◆ WHAT IS REQUIRED
Output all of the listing below, leaving every line unchanged.

◆ RECORDS TO USE
Segment Open
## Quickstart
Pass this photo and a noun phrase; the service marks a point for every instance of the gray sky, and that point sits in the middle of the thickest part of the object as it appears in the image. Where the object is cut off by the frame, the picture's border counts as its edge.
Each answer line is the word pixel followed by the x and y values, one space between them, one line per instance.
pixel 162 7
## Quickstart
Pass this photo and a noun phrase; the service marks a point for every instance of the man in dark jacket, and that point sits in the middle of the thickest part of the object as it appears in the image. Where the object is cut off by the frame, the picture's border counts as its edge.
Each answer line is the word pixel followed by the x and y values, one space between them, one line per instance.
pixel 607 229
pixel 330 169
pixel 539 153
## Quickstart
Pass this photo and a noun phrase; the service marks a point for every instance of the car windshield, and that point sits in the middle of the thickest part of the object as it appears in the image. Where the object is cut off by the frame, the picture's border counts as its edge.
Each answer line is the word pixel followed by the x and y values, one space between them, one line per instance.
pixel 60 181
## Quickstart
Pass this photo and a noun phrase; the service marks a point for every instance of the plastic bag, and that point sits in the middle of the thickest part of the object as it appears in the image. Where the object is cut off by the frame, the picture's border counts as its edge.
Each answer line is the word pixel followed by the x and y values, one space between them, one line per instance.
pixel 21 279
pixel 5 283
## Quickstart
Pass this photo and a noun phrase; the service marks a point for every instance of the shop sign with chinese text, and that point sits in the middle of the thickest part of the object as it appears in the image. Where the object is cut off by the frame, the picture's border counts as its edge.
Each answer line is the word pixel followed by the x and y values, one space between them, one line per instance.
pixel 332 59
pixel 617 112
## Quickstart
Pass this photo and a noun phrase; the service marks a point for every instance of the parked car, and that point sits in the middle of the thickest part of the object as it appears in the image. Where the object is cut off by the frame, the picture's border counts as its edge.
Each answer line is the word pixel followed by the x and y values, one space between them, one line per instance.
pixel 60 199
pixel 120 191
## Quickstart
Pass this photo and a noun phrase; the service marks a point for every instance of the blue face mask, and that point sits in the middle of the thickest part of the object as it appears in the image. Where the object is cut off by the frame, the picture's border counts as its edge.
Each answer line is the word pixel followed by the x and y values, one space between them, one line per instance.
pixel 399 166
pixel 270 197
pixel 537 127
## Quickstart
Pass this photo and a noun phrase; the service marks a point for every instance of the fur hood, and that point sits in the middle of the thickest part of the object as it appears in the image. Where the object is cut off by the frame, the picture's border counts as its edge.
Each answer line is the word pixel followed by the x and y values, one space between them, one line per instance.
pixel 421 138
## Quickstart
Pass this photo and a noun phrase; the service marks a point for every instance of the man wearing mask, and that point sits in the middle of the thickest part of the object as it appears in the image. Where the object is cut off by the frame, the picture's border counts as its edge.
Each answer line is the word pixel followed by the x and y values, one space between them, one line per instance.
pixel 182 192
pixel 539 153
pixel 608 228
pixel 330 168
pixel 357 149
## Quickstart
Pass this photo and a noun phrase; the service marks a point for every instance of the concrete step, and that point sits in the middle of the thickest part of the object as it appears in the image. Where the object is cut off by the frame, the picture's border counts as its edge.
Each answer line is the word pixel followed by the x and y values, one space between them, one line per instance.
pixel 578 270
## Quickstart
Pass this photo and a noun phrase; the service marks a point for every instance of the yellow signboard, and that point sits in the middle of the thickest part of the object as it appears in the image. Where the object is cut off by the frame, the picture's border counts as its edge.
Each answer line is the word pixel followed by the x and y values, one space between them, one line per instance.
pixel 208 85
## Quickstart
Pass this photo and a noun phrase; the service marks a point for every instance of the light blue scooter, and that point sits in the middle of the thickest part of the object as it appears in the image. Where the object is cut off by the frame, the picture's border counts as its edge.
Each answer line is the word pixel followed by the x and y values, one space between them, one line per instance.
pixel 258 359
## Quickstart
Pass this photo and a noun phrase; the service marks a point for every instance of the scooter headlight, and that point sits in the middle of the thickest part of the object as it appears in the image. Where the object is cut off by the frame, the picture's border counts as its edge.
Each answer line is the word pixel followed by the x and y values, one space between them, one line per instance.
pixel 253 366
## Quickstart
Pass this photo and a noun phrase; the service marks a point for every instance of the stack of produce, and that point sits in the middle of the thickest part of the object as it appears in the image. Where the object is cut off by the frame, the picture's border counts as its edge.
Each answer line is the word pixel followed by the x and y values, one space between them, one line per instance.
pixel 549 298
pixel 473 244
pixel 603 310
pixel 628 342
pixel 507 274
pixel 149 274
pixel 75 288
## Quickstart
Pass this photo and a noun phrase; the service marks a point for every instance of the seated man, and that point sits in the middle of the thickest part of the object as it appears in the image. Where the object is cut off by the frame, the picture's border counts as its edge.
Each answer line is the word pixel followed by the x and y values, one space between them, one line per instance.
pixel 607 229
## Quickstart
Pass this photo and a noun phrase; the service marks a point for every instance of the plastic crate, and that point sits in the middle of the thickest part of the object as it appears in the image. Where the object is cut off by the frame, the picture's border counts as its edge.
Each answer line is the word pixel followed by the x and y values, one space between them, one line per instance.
Segment Closed
◆ SOLUTION TO THE EXERCISE
## Quickstart
Pass this photo and a noun phrase; the service marks a point for every instance of the gray sky, and that point sits in the middle of the thickest part of the object as it appears in the image. Where the object is cut off by the frame, the picture's border counts as its edge.
Each answer line is the word pixel followed by the x and y values, one space between them, one line per instance.
pixel 162 7
## Quickstart
Pass this photo and a noun phrase; the service marks a point for every instance of the man in dark jacket, and that point sits in the middle of the thickest part of the object as it appears in the image. Where the object is cut off by the frame, the picture's border counts as its edge.
Each answer line is the word pixel followed by the x and y values, one space between them, one line per instance.
pixel 607 229
pixel 330 169
pixel 539 153
## Quickstart
Pass this photo and a noun phrase; the service marks a point for every instance of the car windshield, and that point sits in the middle of the thickest part of the object as it appears in the image. Where the object is cut off by the frame, the picture's border counts as its edge.
Each answer line is the word pixel followed by the x and y values, one space between them, one line per instance.
pixel 60 181
## Quickstart
Pass this photo and a noun phrase; the service marks a point for every instance of the plastic bag, and that point sits in the middle of the thickest part of the object as it appears in the image. Where the object is cut off by the frame, the picture's border counts as its edge.
Each answer line is the word pixel followed by the x and y values, one space between them, one line per instance.
pixel 21 279
pixel 5 283
## Quickstart
Pass this photo and a noun phrase; the service marks a point for every instance of the shop sign with chinese text, and that point sits in the middle of the thickest part of the object as it appears in the image. Where the object is cut off by the frame, the picture's border counts as its edge.
Each answer line is the word pixel followed by the x and y values, one space between them, one line per instance.
pixel 332 59
pixel 617 112
## Quickstart
Pass this photo and a noun phrase; the service marks a point for every instance of the parked car, and that point sits in the middle of the thickest part of the object as it appears in the image. Where the object is cut off by the frame, the picture's border counts as its edge.
Each answer line is the word pixel followed by the x and y values, one space between them, one line per instance.
pixel 60 199
pixel 120 191
## Quickstart
Pass this photo and a noun phrase; the service marks a point for every instance of the blue face mask, and that point sits in the middle of the thickest part of the object as it appears in the image. Where the object is cut off by the frame, the picture's border counts as its edge.
Each answer line is the word pixel followed by the x and y values, one space between them, one line per instance.
pixel 399 166
pixel 270 197
pixel 537 127
## Quickstart
Pass this photo and a noun phrase; the service marks a point for every instance of the fur hood, and that point sits in the middle of the thickest part of the object as it appears in the image. Where the object is cut off by the frame, the picture's border counts as its edge.
Each answer line is the word pixel followed by the x and y values, one space between them, one line per instance.
pixel 421 138
## Quickstart
Pass this photo and a noun phrase; the service marks a point for every instance of the man wearing mask, and that point sits in the middle of the thickest part of the object as it appears in the image. Where the object is cut off by the frame, the picture's border counts as its edge.
Each answer line is the word pixel followed by the x and y values, one space between them, one line per instance.
pixel 182 192
pixel 539 153
pixel 608 228
pixel 330 168
pixel 357 149
## Quickstart
Pass this photo and a noun phrase; the service marks a point for every instance of the concrete step, and that point sits in the middle of the thickest part of the object as it appears in the image. Where the object is cut off by the frame, the picture's border counts as its edge.
Each answer line is the word pixel followed by the x and y values, one space between them, one line per instance.
pixel 578 270
## Quickstart
Pass this photo and a noun phrase; the service marks a point for every instance of the yellow signboard, and that point sits in the middle of the thickest part of the object as it appears in the image. Where the object is cut off by the frame, the picture's border counts as its edge.
Each answer line is the word pixel followed by the x and y values, one space between them, one line per instance.
pixel 208 85
## Quickstart
Pass this photo and a noun phrase; the service marks a point for every instance of the light blue scooter, and that point sits in the middle of the thickest part of the object as it appears in the image. Where the object is cut off by the frame, the picture's border counts as its edge.
Each answer line is the word pixel followed by the x and y values, one space between them, one line per instance.
pixel 258 359
## Quickstart
Pass this photo and a noun phrase; the service marks a point for every instance of the scooter headlight, and that point sits in the middle of the thickest part of the object as it appears in the image. Where the object is cut off by the frame, the picture's border counts as its edge.
Each answer line is the word pixel followed by the x and y values, one space between them, one line per instance.
pixel 253 366
## Quickstart
Pass this photo and a noun phrase; the service marks a point for every instance of the stack of produce, and that point sits in the middle of the thickest part of the object as it appears in the image. Where the object is cut off by the frame, the picture's border counts as its edge.
Each answer line is the word pixel followed by the x and y values, one space between them, one line per instance.
pixel 549 298
pixel 473 244
pixel 603 310
pixel 628 342
pixel 507 274
pixel 149 274
pixel 75 288
## Quickstart
Pass this photo and a noun phrase; the service marks a point for every instance of the seated man, and that point sits in the middle of the thickest part of the object as it appears in the image. Where the object is cut off by the frame, the picture's border counts as its edge.
Each answer line is the word pixel followed by the x and y values, one space between them, one line per instance.
pixel 607 229
## Quickstart
Pass this photo and a noun phrase; the service marks a point for every instance of the plastic crate, and that point sits in the middle of the thickest part of the object as it appears in the image. Where the object is cut off by the frame, the picture's border counts as its edge.
Each answer line is the word pixel followed by the x and y values, one space between them, one line per instance.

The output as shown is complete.